Фрагмент документа -
------------------------------------

Балаган и трагедия, Мережковский Дмитрий Сергеевич, Год: 1910

Время на прочтение: 12 минут(ы)

Д. С. Мережковский

Балаган и трагедия

Мережковский Д. С. Акрополь: Избр. лит.-критич. статьи.
М., ‘Книжная палата’, 1991.

I

‘Русские декаденты такие же революционеры, как мы, только в другой области’. Эти слова одного революционного деятеля приводит в недавно напечатанных воспоминаниях такой свидетель, которому нельзя не верить, один из его ближайших друзей, едва ли даже не единственный друг в самом главном, что было,— в религиозных предчувствиях. Не только тогда, когда была высказана мысль о связи декадентства с революцией, казалась она невероятною, но и теперь удивляет.

------------------------------------

Задания и упражнения -
1. Ответьте на вопросы по тексту «Балаган и трагедия»:
(а) Каким годом датирован текст?
(б) В каком городе, каким издательством и в каком году выпущен сборник «Акрополь»?
(в) Кем, по словам революционного деятеля, являются русские декаденты?
2. Подхватите текст «Балаган и трагедия» и напишите его продолжение, начиная сразу после последнего предложения.
Записи никак не связаны с текстом «Балаган и трагедия».

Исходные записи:
------------------------------------

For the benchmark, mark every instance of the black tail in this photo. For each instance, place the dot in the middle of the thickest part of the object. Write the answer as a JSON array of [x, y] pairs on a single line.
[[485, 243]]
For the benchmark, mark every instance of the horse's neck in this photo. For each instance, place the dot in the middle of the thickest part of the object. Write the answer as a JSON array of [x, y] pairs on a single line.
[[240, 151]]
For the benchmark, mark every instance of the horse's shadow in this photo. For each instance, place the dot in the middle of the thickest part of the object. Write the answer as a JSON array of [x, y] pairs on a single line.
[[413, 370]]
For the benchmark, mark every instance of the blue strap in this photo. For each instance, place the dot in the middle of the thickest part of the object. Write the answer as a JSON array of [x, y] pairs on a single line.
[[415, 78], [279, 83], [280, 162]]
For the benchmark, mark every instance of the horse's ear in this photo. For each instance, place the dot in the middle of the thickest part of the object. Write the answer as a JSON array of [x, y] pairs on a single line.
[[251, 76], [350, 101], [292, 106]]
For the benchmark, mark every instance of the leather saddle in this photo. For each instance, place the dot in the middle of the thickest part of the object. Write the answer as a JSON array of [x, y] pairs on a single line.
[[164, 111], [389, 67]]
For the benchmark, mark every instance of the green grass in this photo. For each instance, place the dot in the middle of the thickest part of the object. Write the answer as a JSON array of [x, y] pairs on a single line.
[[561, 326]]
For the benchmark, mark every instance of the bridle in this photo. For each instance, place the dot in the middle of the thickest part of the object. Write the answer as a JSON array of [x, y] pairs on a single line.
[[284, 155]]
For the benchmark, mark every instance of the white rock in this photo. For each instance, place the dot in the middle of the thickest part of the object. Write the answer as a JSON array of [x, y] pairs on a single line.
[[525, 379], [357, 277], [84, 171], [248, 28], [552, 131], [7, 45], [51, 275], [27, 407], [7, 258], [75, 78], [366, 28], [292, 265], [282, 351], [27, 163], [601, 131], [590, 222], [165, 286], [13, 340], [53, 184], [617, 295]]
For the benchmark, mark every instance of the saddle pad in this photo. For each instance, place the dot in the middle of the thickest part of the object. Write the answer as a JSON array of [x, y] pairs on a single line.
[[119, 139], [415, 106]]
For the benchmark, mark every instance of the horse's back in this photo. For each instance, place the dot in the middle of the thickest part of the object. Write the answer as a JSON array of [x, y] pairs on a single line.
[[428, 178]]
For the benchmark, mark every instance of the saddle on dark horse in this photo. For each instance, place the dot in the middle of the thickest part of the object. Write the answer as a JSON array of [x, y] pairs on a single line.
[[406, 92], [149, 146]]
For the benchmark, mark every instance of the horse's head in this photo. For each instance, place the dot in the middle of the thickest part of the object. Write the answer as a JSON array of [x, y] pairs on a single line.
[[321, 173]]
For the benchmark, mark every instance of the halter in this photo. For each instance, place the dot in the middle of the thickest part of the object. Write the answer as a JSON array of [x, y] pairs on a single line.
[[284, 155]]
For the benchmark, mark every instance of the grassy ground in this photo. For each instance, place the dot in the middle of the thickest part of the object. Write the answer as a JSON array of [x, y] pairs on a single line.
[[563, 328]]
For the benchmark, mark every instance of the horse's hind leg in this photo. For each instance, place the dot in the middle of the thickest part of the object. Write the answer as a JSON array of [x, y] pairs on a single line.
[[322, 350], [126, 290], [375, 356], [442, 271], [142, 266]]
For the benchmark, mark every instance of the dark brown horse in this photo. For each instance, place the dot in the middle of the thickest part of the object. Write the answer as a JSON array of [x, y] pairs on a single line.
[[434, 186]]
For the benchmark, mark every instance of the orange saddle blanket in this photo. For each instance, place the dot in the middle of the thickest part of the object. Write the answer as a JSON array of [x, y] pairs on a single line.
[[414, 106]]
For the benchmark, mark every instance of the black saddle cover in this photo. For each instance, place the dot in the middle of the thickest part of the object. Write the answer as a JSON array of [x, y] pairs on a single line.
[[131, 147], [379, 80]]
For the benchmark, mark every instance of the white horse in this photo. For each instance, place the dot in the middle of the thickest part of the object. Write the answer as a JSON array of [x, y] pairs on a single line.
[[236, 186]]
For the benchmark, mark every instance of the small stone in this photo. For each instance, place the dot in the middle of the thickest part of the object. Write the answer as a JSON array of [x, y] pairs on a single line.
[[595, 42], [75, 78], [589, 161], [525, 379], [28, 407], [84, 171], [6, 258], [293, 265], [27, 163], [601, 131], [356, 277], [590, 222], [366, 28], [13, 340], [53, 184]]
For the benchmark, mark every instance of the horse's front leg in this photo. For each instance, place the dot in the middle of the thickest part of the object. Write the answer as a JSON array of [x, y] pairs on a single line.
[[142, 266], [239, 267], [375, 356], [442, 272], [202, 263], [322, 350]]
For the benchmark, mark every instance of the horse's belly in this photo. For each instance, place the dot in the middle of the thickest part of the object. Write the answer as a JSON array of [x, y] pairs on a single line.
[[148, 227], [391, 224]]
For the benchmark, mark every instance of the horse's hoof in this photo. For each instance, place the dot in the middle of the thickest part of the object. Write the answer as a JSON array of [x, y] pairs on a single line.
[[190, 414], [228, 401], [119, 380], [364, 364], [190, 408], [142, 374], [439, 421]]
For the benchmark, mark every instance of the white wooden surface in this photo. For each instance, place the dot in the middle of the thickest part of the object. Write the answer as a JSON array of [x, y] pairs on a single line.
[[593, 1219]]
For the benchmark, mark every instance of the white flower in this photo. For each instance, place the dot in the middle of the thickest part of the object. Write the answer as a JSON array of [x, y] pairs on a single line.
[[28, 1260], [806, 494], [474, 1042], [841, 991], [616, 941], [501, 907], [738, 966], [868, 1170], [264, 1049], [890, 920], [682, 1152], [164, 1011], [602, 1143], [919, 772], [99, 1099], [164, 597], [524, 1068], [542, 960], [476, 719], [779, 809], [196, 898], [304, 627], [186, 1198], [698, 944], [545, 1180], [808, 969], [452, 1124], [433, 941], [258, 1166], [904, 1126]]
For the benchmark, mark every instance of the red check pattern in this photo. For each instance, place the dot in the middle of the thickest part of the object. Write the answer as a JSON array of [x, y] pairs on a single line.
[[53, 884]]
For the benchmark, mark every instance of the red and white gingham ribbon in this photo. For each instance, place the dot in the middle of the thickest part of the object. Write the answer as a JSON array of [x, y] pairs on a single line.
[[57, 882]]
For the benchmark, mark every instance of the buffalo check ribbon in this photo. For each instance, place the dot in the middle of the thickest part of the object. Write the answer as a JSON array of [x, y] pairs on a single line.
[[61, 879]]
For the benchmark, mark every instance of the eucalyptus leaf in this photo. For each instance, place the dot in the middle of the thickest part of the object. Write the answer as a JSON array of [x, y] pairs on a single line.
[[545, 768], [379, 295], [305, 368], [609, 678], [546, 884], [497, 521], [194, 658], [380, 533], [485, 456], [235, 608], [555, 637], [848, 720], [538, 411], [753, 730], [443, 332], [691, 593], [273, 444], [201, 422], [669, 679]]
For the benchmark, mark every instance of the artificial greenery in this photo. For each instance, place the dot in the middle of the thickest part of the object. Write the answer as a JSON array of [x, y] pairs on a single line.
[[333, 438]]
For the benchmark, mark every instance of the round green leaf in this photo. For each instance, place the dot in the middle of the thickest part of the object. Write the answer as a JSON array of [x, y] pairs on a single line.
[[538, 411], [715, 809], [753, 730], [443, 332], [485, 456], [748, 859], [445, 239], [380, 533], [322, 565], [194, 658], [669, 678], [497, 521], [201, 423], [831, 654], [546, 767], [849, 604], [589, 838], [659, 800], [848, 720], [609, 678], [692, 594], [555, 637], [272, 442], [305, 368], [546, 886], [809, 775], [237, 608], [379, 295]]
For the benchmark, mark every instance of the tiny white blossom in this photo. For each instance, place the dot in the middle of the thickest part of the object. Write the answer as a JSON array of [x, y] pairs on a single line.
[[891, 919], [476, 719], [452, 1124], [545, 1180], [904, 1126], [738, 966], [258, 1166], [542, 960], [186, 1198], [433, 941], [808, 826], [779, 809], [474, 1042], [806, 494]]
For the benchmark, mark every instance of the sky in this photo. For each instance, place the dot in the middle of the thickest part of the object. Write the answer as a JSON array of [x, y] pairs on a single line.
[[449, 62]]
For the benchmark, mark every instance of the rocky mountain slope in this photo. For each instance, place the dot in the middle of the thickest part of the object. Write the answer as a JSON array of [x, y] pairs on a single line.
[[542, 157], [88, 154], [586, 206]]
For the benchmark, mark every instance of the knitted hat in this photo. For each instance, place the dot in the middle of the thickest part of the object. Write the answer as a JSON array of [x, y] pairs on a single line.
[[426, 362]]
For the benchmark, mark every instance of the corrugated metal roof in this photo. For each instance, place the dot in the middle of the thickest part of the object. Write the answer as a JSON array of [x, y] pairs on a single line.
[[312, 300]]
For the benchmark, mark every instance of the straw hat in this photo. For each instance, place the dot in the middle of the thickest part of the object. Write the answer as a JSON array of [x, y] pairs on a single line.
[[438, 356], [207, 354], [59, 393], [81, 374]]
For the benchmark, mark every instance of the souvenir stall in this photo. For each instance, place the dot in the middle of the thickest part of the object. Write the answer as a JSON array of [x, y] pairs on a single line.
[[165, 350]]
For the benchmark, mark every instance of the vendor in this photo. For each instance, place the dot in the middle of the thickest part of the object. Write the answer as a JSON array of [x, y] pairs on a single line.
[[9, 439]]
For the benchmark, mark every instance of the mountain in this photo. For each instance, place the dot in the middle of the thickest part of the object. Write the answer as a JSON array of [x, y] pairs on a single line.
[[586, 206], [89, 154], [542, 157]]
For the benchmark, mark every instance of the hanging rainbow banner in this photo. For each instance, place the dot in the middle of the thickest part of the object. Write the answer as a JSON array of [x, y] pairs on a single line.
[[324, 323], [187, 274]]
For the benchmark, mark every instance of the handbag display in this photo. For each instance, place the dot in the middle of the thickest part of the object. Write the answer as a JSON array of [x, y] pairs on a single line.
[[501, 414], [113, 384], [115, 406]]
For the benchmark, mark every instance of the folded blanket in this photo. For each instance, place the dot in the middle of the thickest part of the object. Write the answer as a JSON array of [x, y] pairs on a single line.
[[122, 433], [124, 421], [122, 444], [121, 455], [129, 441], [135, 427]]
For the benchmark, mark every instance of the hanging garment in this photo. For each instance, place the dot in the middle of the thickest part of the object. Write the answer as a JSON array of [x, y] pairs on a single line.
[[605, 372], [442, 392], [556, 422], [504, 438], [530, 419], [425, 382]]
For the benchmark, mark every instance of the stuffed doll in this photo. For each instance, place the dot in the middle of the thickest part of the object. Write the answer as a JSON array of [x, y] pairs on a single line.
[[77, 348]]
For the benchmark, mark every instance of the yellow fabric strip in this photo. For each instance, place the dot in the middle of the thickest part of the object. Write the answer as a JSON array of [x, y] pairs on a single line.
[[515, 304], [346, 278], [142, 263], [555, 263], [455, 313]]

------------------------------------

Ответы к заданиям -
1.
(а) 1910 годом.
(б) В Москве, издательством «Книжная палата», в 1991 году.
(в) Такими же революционерами, «как мы», только в другой области.

2.
А между тем, сказавший это говорил не на ветер. После революции больше всего на свете любил он русскую поэзию. Сам был поэт, хотя почти безмолвный. Хорошо знал русских декадентов, среди поглощающей, менее всего литературной, деятельности — зачитывался ими, увлекался, переживал их еще в те времена, когда не только Буренин, но и ‘сам’ Вл. Соловьев издевался над ними походя, как над шутами гороховыми. У этого революционера было такое чувство, что он делает то самое, о чем декаденты говорят, что он и они — об одном. Можно сказать с уверенностью, что если бы тогда он выбрал путь созерцания, а не действия, то оказался бы в числе декадентов. Подчеркиваю: тогда, потому что в этом отличии тогдашнего и теперешнего — все дело, то, о чем стоит подумать.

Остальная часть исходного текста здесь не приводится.